Rewrite every one of the items below, changing "Place one marker" to "Put a single point" wherever it occurs and keeping all other text the same.

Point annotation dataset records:
● ● ● ● ●

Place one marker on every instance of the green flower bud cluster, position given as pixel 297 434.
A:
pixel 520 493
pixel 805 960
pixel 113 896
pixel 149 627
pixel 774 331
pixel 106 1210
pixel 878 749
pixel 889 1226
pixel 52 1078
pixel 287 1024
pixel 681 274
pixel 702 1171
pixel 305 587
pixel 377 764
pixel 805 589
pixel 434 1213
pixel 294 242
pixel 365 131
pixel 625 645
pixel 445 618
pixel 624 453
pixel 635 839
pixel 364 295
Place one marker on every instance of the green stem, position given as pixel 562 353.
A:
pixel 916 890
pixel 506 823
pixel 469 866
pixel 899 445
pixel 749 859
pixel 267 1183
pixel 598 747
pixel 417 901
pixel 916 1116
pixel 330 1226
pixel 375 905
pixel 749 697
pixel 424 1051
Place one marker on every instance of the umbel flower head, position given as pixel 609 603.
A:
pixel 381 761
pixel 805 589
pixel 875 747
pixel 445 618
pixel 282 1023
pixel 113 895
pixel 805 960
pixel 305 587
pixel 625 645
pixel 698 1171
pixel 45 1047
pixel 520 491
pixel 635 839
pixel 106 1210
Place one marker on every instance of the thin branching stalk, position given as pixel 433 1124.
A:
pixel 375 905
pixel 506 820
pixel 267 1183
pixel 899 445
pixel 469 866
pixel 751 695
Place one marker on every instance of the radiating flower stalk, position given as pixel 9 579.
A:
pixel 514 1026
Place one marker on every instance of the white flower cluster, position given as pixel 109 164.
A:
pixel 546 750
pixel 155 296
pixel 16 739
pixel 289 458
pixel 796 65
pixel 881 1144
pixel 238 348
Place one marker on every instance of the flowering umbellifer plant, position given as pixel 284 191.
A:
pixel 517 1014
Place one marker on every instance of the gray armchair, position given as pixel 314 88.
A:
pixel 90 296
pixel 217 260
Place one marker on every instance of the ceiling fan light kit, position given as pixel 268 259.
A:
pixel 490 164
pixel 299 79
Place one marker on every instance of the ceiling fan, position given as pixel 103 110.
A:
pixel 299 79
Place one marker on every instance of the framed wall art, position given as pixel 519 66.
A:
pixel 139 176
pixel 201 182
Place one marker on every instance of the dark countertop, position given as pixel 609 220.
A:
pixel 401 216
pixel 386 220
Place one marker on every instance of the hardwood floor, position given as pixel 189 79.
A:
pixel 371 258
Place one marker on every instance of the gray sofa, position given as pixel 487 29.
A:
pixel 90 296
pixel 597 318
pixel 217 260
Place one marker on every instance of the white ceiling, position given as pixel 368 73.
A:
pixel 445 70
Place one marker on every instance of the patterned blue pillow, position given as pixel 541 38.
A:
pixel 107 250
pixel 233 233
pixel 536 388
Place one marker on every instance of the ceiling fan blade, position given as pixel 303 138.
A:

● ● ● ● ●

Task response ▸
Put a single point on every instance of the green flower bud cluster, position given as pixel 297 434.
A:
pixel 520 493
pixel 805 960
pixel 113 896
pixel 149 627
pixel 774 331
pixel 106 1210
pixel 878 749
pixel 889 1226
pixel 52 1078
pixel 287 1024
pixel 681 274
pixel 702 1171
pixel 305 587
pixel 377 764
pixel 805 589
pixel 434 1213
pixel 294 242
pixel 365 131
pixel 625 645
pixel 445 618
pixel 624 453
pixel 635 839
pixel 364 295
Put a single point on every instance of the green stem, position given as pixel 562 353.
A:
pixel 916 890
pixel 506 823
pixel 469 866
pixel 899 445
pixel 749 859
pixel 267 1183
pixel 598 747
pixel 417 901
pixel 916 1116
pixel 330 1226
pixel 375 905
pixel 749 697
pixel 424 1051
Put a single point on every instance of the umbel flower head, position given as pixel 609 603.
A:
pixel 381 761
pixel 805 589
pixel 875 747
pixel 445 618
pixel 282 1023
pixel 113 895
pixel 805 960
pixel 305 587
pixel 625 645
pixel 698 1171
pixel 45 1047
pixel 520 491
pixel 635 839
pixel 106 1210
Put a single point on every instance of the thin branching stalk, position given as pixel 433 1124.
A:
pixel 375 905
pixel 506 820
pixel 267 1183
pixel 899 445
pixel 469 866
pixel 751 695
Put a single point on every instance of the radiating flower stalk, position given as pixel 9 579.
A:
pixel 514 1026
Put a single point on every instance of the white flower cluster, position given as pixel 109 164.
A:
pixel 546 750
pixel 155 296
pixel 16 739
pixel 289 458
pixel 796 65
pixel 881 1144
pixel 238 348
Put a single point on every instance of the flowering umbellifer plant, position given as pixel 284 191.
A:
pixel 517 1014
Put a single point on every instance of the gray armchair, position given as pixel 314 88.
A:
pixel 90 296
pixel 217 260
Put a single point on every instance of the ceiling fan light kit, position given as pixel 268 259.
A:
pixel 490 164
pixel 299 79
Put a single point on every instance of the ceiling fan, position given as pixel 103 110.
A:
pixel 299 79
Put a single point on every instance of the framed wall art, position given as pixel 519 66.
A:
pixel 139 176
pixel 201 182
Put a single point on every instance of the dark countertop, position given as pixel 609 220.
A:
pixel 401 216
pixel 386 220
Put a single point on every instance of the hardwood floor, position given as pixel 189 79.
A:
pixel 371 258
Put a single point on every instance of the gray sofa, position given as pixel 487 29.
A:
pixel 90 296
pixel 597 318
pixel 217 260
Put a single point on every instance of the white ceiling, position given as pixel 368 73.
A:
pixel 445 70
Put a single point on every instance of the patterned blue pillow, position given as pixel 541 38.
A:
pixel 107 250
pixel 233 233
pixel 536 388
Put a single point on every instance of the ceiling fan blade, position given as pixel 303 138.
A:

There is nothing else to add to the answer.